Start of Block

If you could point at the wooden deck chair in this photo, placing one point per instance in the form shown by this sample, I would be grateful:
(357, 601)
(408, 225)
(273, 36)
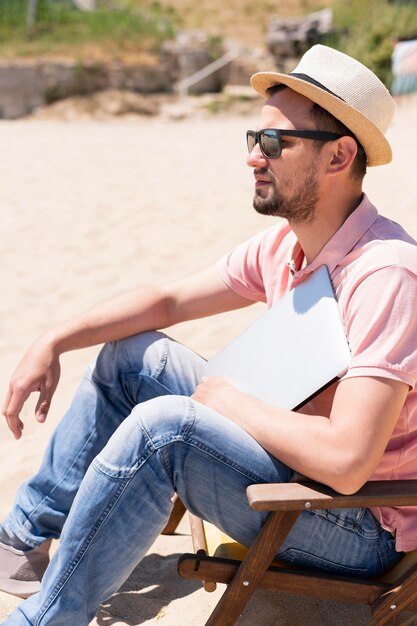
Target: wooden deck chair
(246, 570)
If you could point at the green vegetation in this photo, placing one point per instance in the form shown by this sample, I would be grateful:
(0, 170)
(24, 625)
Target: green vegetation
(59, 27)
(368, 30)
(125, 29)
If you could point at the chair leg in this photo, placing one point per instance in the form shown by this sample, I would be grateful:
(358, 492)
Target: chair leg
(250, 572)
(390, 604)
(176, 516)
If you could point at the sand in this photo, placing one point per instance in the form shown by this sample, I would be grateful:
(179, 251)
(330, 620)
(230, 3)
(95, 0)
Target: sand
(91, 209)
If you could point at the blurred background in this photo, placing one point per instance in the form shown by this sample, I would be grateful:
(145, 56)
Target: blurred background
(51, 50)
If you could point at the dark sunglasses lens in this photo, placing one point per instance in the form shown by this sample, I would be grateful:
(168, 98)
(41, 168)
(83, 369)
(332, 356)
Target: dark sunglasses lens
(251, 139)
(270, 144)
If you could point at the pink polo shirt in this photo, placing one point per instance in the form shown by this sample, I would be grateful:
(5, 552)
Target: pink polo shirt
(372, 262)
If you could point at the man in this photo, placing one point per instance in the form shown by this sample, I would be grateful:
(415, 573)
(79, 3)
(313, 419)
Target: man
(143, 425)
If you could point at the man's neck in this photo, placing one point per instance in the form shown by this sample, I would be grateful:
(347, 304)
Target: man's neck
(314, 235)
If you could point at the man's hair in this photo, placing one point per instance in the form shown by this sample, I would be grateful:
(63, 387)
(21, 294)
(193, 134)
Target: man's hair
(327, 122)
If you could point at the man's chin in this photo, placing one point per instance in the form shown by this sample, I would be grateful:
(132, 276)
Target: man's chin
(264, 205)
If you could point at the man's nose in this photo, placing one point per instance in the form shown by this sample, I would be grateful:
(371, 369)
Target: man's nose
(255, 158)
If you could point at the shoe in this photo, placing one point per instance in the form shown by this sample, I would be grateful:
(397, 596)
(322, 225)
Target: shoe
(21, 572)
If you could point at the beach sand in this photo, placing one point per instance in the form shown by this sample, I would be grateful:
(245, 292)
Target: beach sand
(91, 209)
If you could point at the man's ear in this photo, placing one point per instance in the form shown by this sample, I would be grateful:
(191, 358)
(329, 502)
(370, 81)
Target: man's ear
(342, 153)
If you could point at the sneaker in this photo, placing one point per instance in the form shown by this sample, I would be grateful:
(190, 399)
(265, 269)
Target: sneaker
(21, 572)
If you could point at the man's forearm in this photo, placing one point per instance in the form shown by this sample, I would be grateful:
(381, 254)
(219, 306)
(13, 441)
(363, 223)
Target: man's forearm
(137, 311)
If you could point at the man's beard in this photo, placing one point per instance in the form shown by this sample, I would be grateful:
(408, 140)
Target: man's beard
(297, 207)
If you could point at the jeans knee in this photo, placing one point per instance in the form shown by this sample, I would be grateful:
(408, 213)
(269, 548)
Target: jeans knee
(151, 426)
(142, 352)
(165, 419)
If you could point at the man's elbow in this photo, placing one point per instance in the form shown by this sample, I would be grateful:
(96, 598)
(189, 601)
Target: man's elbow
(349, 478)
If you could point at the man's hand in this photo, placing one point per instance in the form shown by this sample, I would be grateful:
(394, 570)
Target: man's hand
(39, 370)
(220, 394)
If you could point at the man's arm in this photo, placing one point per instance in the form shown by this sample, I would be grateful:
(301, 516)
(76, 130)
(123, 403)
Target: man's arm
(149, 308)
(341, 450)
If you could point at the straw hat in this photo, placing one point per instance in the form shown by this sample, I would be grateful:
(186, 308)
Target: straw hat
(345, 88)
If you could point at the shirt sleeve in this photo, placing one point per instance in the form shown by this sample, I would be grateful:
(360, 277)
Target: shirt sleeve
(381, 326)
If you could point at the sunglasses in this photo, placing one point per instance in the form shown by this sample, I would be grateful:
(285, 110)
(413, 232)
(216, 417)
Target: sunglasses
(270, 143)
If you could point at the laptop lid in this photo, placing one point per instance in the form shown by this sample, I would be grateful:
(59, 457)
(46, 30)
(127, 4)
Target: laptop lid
(293, 351)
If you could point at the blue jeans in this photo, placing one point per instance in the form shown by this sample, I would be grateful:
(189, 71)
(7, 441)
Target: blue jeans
(131, 438)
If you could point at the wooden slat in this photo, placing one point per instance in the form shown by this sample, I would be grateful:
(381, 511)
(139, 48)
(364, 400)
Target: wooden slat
(200, 547)
(285, 580)
(396, 599)
(298, 496)
(252, 569)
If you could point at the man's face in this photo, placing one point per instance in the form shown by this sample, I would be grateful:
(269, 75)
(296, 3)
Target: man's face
(287, 186)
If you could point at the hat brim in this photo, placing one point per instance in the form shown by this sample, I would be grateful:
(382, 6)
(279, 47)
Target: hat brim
(376, 146)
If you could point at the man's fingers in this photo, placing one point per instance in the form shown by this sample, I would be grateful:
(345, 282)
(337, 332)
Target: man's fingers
(42, 407)
(13, 420)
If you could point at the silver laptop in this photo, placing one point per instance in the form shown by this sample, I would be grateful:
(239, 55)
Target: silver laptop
(293, 351)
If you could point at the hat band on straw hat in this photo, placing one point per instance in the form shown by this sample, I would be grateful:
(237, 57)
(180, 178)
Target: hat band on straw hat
(316, 83)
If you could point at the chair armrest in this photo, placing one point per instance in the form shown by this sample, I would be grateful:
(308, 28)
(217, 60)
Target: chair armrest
(310, 495)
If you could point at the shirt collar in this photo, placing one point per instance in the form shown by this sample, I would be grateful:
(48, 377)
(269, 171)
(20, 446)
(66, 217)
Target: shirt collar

End of Block

## WHAT IS REQUIRED
Copy whichever lines above contain the string "collar".

## REPLY
If you could point at the shirt collar in this photo, placing one point per instance in the form shown by this sample, I would be grateful:
Target: shirt collar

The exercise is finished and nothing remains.